[Work request]: Go through the entries below from the first line and transcribe each one exactly, ending with the line that contains "trace shoreline, every instance".

Segment Start: Provided data

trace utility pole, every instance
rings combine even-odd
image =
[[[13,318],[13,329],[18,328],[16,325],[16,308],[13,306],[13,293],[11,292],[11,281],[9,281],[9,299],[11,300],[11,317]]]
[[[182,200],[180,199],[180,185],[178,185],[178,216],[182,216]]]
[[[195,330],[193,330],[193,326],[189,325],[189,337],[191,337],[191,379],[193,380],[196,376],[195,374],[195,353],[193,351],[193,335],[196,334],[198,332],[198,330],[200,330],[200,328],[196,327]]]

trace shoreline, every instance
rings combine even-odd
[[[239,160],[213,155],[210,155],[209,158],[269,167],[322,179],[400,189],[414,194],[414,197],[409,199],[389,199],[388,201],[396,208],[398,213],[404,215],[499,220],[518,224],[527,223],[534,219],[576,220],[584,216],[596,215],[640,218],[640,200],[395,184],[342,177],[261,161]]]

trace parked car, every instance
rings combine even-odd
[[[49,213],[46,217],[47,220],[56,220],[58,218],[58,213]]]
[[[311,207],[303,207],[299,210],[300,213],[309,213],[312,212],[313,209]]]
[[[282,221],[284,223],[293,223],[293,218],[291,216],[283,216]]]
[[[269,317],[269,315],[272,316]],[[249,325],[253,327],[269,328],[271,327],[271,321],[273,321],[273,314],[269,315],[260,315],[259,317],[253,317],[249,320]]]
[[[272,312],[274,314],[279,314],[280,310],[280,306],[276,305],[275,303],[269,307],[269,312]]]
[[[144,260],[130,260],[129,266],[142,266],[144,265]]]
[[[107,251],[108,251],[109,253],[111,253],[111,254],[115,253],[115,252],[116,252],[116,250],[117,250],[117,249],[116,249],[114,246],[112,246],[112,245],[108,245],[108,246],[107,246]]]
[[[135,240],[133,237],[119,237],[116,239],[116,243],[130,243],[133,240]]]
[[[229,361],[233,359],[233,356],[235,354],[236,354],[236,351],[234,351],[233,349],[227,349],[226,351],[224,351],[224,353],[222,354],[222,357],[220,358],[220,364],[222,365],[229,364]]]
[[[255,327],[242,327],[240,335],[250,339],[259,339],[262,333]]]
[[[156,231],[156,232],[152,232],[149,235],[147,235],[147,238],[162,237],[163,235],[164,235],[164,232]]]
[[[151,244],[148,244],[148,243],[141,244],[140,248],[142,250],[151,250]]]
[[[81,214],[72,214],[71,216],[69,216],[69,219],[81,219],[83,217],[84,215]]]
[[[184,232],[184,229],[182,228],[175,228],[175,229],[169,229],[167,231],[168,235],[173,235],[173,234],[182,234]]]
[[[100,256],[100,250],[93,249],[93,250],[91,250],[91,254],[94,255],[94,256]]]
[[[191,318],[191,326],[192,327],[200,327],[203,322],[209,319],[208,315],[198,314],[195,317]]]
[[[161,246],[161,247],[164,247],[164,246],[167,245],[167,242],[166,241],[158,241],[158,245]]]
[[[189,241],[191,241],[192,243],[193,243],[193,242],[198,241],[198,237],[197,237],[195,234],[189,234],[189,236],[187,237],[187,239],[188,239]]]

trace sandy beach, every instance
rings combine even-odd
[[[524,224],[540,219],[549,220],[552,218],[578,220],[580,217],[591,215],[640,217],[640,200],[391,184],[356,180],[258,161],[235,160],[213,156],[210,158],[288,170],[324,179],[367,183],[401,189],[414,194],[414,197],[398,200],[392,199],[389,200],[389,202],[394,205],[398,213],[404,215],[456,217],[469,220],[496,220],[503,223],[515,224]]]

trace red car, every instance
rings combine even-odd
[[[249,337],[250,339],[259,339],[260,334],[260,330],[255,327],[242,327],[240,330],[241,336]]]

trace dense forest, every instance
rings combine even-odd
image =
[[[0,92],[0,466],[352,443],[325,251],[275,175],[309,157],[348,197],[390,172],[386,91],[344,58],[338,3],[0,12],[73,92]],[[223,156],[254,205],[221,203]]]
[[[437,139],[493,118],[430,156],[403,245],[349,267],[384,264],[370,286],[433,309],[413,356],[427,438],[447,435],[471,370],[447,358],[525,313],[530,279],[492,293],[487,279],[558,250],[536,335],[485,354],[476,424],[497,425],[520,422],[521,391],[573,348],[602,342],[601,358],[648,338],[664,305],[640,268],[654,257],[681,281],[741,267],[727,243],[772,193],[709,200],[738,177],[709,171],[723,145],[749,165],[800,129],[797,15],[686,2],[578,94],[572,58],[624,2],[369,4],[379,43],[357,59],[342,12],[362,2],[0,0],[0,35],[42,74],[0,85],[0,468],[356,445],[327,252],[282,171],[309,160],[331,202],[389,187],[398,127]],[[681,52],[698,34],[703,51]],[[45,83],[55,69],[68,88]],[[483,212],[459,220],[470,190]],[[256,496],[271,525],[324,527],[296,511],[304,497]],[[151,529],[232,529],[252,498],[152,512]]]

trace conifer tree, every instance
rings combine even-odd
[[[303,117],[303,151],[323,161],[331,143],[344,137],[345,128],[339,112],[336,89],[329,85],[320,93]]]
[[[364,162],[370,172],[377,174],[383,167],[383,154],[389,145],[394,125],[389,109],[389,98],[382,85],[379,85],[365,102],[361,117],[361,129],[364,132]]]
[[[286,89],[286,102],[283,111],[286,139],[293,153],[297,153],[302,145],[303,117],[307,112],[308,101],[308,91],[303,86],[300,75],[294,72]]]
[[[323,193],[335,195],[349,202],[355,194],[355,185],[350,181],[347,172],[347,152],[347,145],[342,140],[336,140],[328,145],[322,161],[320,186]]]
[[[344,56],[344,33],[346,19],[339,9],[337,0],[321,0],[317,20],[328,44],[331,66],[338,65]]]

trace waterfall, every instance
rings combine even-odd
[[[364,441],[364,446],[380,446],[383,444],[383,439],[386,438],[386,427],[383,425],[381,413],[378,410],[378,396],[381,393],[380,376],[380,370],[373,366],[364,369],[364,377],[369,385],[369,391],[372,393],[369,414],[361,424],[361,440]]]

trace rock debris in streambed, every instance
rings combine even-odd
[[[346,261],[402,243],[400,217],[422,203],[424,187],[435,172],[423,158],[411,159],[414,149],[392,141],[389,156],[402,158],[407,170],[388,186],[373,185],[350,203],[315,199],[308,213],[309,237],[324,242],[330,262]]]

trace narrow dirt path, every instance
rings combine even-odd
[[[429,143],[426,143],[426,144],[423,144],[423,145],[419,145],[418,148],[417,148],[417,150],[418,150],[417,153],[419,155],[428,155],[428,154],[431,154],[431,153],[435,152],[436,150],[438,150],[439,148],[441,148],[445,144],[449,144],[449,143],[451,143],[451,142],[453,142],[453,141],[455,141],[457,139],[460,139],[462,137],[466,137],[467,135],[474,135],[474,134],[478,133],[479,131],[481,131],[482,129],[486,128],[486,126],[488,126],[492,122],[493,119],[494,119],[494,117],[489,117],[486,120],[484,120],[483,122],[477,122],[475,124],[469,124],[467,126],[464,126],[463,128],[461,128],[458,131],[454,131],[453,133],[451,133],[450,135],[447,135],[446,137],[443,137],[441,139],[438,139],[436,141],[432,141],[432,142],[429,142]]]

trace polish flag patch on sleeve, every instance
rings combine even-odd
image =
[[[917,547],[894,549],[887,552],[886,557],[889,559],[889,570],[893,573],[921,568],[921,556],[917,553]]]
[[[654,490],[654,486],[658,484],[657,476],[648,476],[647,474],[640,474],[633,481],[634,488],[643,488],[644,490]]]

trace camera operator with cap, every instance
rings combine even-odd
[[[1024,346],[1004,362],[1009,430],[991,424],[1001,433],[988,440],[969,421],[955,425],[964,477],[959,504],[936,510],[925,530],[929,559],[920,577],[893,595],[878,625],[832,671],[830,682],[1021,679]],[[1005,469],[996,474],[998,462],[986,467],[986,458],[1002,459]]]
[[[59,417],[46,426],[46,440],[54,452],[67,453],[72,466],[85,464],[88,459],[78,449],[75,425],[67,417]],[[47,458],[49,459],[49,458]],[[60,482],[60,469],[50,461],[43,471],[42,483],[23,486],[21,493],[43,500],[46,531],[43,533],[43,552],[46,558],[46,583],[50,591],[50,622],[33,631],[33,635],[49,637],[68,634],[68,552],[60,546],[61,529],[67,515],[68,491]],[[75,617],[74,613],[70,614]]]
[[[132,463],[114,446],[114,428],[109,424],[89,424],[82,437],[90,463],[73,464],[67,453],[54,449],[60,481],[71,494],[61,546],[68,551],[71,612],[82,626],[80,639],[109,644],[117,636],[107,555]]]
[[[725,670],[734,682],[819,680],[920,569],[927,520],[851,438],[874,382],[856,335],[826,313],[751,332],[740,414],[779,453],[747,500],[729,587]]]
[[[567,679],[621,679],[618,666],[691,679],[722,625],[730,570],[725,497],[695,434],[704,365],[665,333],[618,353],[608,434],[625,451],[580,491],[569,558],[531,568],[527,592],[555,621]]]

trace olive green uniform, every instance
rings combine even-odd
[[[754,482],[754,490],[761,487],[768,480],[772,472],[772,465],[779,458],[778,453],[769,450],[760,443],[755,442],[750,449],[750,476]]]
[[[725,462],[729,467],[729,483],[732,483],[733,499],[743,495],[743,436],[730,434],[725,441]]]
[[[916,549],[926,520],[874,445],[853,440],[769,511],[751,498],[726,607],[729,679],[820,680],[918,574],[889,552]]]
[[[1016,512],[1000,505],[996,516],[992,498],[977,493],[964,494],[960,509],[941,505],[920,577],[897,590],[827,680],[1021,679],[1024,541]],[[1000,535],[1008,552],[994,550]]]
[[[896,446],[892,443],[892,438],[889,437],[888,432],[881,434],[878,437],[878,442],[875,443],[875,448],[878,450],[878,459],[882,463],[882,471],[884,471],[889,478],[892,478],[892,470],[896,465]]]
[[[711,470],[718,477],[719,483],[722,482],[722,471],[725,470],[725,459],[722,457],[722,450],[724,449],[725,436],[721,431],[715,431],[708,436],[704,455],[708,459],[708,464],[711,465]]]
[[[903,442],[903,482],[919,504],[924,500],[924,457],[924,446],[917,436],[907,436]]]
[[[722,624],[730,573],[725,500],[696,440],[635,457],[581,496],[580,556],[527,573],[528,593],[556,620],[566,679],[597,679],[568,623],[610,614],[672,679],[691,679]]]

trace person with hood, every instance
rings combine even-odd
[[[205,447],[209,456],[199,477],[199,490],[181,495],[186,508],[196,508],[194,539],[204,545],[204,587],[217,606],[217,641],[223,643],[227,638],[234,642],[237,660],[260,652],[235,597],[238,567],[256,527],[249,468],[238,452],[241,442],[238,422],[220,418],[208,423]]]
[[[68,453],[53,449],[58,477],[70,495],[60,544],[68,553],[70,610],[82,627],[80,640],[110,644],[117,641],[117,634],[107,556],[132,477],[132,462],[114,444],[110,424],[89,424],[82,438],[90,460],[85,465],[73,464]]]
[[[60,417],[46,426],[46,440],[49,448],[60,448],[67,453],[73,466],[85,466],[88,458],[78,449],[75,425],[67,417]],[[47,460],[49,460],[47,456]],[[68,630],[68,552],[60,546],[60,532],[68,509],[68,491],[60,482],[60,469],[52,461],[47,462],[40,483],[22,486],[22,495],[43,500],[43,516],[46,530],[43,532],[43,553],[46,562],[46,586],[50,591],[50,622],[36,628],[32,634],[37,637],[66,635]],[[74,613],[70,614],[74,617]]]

Segment End: Provided data

[Task output]:
trace utility pole, every instance
rings combine even-odd
image =
[[[13,318],[13,329],[18,328],[16,325],[16,308],[13,306],[13,293],[11,292],[11,281],[9,281],[9,299],[11,300],[11,317]]]
[[[182,200],[180,199],[180,185],[178,185],[178,216],[182,216]]]
[[[195,330],[193,330],[193,326],[189,325],[189,337],[191,337],[191,379],[193,380],[196,376],[195,374],[195,353],[193,351],[193,335],[196,334],[198,332],[198,330],[200,330],[200,328],[196,327]]]

trace shoreline, every instance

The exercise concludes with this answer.